=== Exercise data ===

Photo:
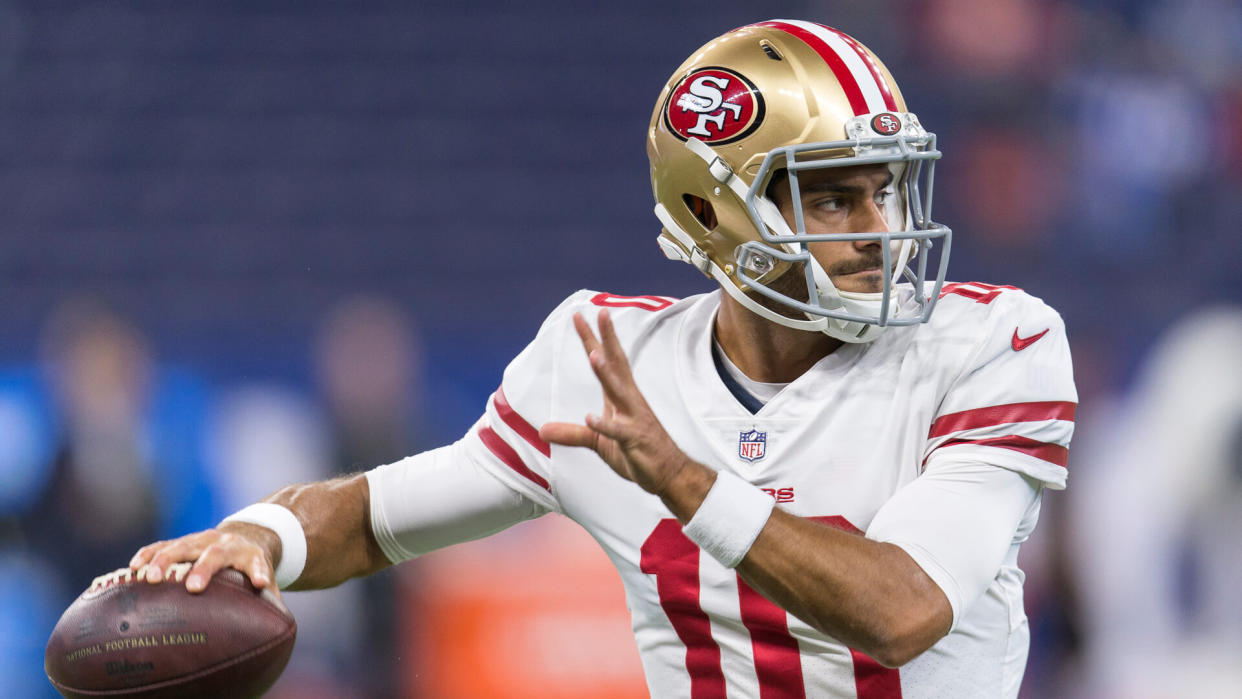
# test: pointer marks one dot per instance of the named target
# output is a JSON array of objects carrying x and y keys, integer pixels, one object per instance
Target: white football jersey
[{"x": 988, "y": 380}]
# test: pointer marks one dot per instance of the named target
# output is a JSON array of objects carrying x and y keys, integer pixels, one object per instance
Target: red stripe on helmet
[
  {"x": 871, "y": 66},
  {"x": 848, "y": 83}
]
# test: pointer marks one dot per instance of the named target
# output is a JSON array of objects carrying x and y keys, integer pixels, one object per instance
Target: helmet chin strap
[{"x": 825, "y": 291}]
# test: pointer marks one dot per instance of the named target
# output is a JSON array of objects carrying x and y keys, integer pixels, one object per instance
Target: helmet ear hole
[{"x": 702, "y": 210}]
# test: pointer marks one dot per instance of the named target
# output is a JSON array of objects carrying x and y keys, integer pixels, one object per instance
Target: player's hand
[
  {"x": 235, "y": 544},
  {"x": 627, "y": 436}
]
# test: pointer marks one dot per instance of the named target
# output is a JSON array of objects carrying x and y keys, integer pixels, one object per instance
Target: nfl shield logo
[{"x": 752, "y": 445}]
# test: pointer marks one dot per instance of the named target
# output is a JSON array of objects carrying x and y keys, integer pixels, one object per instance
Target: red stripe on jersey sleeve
[
  {"x": 1001, "y": 415},
  {"x": 1042, "y": 451},
  {"x": 511, "y": 458},
  {"x": 518, "y": 423}
]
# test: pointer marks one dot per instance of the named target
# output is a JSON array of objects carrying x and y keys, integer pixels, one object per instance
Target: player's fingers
[
  {"x": 211, "y": 560},
  {"x": 610, "y": 426},
  {"x": 612, "y": 368},
  {"x": 184, "y": 549},
  {"x": 569, "y": 435},
  {"x": 229, "y": 553}
]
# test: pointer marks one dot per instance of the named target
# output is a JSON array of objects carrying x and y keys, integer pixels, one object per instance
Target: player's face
[{"x": 845, "y": 200}]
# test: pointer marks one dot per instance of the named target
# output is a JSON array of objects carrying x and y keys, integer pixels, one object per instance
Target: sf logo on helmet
[
  {"x": 886, "y": 123},
  {"x": 714, "y": 106}
]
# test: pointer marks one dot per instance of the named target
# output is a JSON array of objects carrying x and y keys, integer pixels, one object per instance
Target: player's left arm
[{"x": 870, "y": 595}]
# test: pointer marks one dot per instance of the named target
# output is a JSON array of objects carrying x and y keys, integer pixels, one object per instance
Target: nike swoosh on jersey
[{"x": 1022, "y": 343}]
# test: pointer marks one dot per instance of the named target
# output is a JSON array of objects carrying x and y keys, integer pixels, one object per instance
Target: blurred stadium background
[{"x": 250, "y": 242}]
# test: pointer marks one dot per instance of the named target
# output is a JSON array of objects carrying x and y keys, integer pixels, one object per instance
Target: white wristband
[
  {"x": 729, "y": 519},
  {"x": 286, "y": 525}
]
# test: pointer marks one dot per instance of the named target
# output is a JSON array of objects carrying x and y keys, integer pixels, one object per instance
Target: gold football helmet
[{"x": 776, "y": 98}]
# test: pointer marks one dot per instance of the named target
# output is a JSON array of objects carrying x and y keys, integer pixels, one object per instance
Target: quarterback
[{"x": 810, "y": 483}]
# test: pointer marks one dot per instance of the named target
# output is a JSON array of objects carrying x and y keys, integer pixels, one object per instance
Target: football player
[{"x": 908, "y": 451}]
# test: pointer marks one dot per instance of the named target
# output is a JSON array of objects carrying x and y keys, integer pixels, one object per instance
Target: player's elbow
[{"x": 907, "y": 632}]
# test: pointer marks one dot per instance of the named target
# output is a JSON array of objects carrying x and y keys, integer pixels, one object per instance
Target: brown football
[{"x": 124, "y": 637}]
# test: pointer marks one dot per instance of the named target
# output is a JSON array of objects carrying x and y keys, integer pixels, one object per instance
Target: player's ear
[{"x": 702, "y": 210}]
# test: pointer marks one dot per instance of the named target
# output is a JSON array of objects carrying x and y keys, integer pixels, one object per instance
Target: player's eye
[{"x": 831, "y": 204}]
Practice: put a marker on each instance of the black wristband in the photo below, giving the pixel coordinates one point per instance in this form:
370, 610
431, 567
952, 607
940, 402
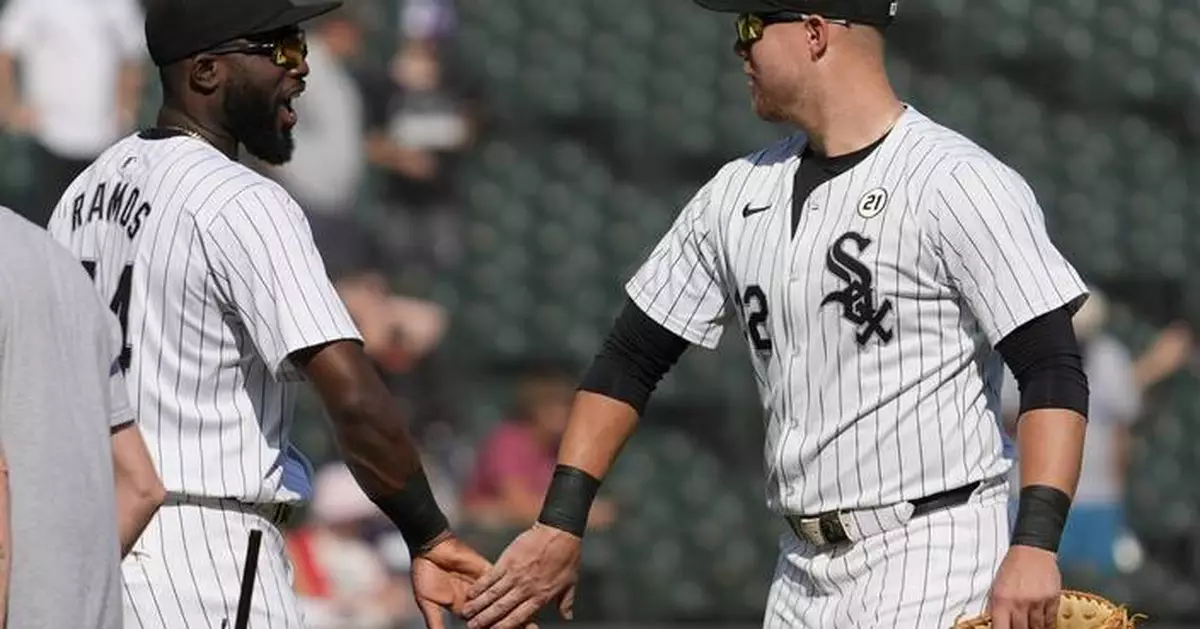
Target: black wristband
415, 513
1041, 517
569, 499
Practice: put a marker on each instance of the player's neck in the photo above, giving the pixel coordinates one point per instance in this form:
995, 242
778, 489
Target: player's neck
175, 118
851, 117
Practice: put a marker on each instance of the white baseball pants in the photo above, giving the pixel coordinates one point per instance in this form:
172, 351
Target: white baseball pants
185, 573
925, 574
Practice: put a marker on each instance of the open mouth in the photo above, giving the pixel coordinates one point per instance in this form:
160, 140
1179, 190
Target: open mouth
288, 117
287, 114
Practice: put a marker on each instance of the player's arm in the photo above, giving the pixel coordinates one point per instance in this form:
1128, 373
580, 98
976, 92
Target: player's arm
139, 491
676, 299
990, 237
371, 435
1047, 364
635, 357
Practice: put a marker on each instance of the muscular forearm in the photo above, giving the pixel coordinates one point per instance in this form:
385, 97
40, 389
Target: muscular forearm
375, 444
139, 491
133, 513
1051, 444
373, 441
597, 432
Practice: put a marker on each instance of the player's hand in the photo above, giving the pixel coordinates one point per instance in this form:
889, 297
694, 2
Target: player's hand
1025, 593
540, 565
442, 577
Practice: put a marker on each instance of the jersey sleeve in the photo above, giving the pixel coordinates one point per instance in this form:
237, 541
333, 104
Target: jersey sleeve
270, 274
679, 285
17, 25
993, 240
119, 409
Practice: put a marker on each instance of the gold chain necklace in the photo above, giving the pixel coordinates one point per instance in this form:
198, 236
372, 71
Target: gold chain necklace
187, 132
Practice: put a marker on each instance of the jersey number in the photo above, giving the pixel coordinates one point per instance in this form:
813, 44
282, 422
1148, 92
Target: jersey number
756, 317
120, 306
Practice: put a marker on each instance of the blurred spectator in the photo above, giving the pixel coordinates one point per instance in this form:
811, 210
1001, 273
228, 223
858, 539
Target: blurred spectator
342, 579
419, 127
327, 174
427, 19
516, 463
71, 76
1117, 384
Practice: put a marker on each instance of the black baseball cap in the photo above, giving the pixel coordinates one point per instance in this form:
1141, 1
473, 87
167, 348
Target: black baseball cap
873, 12
178, 29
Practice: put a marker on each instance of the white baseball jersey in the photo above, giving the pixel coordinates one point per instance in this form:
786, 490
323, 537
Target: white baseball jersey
213, 270
871, 327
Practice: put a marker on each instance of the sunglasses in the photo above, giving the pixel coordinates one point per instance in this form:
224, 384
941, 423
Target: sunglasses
286, 51
750, 25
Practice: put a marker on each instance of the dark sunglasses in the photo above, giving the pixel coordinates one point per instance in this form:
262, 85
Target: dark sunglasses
750, 25
286, 51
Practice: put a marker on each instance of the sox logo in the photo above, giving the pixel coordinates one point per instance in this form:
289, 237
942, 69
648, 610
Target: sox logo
857, 299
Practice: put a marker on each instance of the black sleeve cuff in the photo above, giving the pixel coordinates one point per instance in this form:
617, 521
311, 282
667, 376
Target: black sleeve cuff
1047, 364
635, 357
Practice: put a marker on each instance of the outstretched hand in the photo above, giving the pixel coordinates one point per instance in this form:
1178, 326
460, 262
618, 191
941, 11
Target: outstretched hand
540, 565
442, 579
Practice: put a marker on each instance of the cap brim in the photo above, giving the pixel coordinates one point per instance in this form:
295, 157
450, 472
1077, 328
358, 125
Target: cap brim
742, 6
298, 15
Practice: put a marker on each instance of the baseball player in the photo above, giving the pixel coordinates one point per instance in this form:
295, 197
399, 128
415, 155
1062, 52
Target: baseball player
226, 309
880, 268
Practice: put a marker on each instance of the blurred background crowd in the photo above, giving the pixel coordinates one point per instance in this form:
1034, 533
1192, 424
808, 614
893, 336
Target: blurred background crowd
481, 175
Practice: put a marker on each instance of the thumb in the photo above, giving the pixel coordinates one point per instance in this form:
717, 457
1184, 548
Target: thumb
432, 613
567, 605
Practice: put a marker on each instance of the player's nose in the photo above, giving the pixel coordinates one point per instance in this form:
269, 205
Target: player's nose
299, 70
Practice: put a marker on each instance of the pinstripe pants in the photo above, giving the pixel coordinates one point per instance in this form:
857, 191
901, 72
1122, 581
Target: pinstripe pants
185, 573
924, 575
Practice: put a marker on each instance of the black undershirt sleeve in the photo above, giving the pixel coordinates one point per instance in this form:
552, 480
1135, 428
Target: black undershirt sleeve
1045, 360
636, 354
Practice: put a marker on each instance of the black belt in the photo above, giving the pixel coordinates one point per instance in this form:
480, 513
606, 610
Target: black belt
276, 513
834, 532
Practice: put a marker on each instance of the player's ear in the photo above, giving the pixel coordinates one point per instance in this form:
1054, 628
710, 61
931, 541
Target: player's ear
816, 33
207, 73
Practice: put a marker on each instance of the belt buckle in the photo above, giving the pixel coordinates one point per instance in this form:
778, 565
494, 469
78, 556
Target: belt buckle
823, 529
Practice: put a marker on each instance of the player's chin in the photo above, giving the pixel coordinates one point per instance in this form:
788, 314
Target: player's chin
275, 150
767, 112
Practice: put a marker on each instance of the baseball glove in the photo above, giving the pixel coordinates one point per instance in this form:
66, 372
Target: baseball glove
1077, 610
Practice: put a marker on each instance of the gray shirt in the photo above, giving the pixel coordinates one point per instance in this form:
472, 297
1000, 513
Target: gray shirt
60, 393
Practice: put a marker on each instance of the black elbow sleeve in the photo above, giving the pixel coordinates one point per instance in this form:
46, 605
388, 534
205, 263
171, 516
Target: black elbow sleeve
1047, 364
634, 358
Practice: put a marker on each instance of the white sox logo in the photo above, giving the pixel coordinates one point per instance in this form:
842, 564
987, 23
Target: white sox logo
857, 299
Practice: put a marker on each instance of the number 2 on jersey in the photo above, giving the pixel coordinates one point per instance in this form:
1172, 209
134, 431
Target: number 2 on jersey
755, 301
120, 306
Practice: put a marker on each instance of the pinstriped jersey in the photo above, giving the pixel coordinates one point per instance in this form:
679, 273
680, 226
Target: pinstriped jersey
213, 273
871, 328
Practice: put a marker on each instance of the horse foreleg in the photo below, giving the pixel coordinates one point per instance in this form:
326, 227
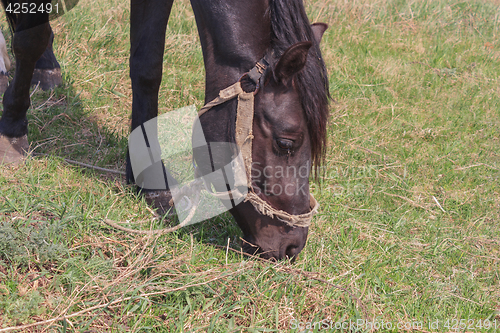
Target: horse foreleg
4, 65
30, 40
47, 74
148, 23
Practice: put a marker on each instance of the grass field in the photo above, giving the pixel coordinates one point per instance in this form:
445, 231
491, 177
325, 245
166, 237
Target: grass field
408, 231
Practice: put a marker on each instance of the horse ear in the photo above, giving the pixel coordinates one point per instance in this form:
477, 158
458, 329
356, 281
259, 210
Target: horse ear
318, 30
291, 62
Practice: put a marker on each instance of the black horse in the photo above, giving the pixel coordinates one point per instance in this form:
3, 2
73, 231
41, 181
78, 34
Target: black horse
290, 107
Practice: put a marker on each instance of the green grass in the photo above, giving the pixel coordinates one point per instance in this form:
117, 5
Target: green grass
410, 192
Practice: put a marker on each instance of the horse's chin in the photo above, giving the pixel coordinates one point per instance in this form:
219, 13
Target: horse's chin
266, 237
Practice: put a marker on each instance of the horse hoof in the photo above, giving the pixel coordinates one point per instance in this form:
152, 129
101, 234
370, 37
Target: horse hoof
13, 150
160, 200
46, 79
4, 82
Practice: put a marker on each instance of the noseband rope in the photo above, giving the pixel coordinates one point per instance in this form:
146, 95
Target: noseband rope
244, 137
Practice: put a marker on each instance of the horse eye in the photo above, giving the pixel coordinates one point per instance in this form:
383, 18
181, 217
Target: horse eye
284, 144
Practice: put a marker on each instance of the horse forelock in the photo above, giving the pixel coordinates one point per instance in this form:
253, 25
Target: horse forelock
290, 25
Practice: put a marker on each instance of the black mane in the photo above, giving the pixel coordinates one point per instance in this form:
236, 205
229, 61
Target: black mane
290, 25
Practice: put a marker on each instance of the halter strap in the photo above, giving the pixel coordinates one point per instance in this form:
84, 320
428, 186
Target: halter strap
244, 138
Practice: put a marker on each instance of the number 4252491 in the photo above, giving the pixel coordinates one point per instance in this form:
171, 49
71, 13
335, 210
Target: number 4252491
32, 8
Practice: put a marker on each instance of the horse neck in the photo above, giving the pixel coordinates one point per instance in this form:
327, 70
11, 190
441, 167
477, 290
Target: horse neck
234, 35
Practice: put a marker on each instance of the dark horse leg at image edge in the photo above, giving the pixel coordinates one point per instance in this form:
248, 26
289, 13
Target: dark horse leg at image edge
31, 37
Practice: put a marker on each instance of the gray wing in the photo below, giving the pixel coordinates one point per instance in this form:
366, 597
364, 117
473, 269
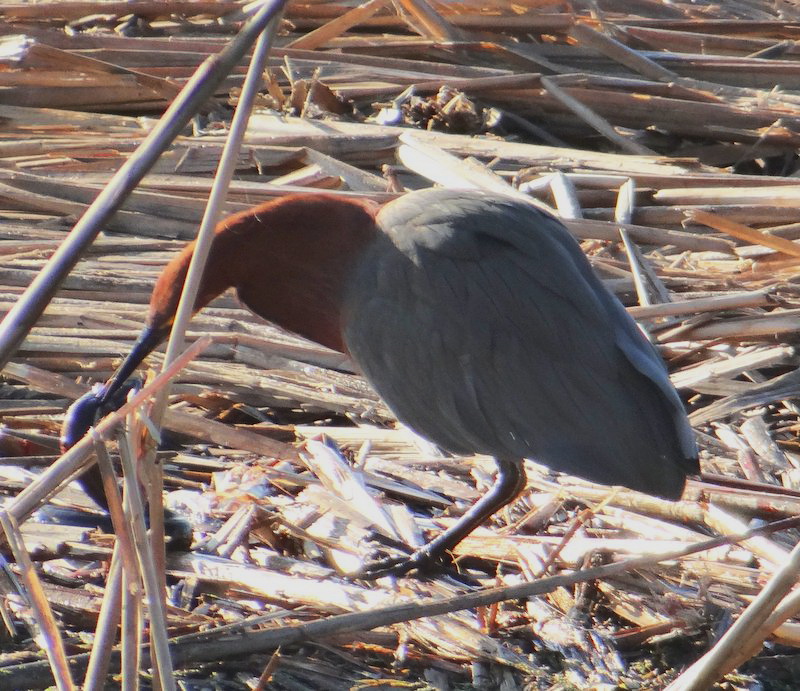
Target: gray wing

===

Copy each line of the records above that carries the word "wing".

_Result for this task_.
Practice: put a marker on each instance of the gray wing in the photo below, giving the pixel coordinates one point per instance in this form:
Target: gray wing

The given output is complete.